Extract each row below that contains the word "ceiling", and copy it in full.

### Entries provided
=====
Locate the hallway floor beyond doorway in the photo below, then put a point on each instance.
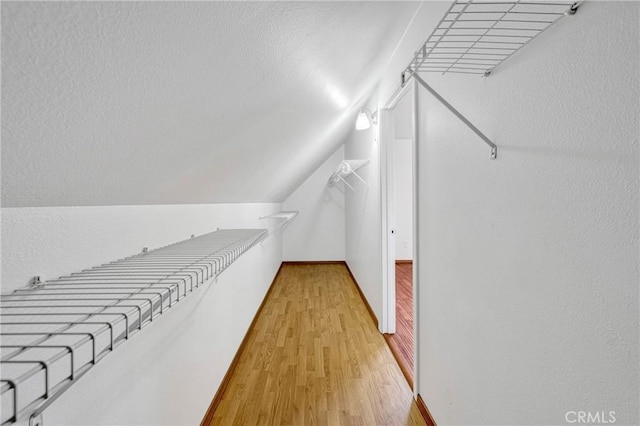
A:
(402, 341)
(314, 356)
=====
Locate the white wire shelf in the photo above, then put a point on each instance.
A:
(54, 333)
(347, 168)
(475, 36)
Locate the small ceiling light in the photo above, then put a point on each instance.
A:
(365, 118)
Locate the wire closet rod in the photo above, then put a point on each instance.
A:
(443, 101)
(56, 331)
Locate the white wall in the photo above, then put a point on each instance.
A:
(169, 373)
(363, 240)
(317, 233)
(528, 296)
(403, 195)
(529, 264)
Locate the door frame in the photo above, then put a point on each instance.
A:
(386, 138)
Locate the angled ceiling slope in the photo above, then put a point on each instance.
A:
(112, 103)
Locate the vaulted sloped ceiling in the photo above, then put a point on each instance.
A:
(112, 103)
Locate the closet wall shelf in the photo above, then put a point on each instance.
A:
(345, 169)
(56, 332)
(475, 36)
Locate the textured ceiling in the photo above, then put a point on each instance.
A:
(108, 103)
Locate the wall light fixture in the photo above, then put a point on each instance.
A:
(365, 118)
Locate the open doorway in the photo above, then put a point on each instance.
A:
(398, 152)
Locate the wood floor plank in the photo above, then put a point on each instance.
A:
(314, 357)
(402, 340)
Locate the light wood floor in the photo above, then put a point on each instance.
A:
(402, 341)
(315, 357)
=====
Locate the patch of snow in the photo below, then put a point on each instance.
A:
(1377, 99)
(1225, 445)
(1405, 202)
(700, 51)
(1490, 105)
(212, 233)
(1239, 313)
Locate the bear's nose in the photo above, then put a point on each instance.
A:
=====
### Exercise response
Locate the small ceiling light in the photo above, then put a point on each instance.
Locate the angled ceiling slope in the photo above, then put a point on each instance.
Locate the vaulted sloped ceiling in the photo above, then put a point on each instance.
Locate the textured ceiling in the photo above, then put a point on each instance.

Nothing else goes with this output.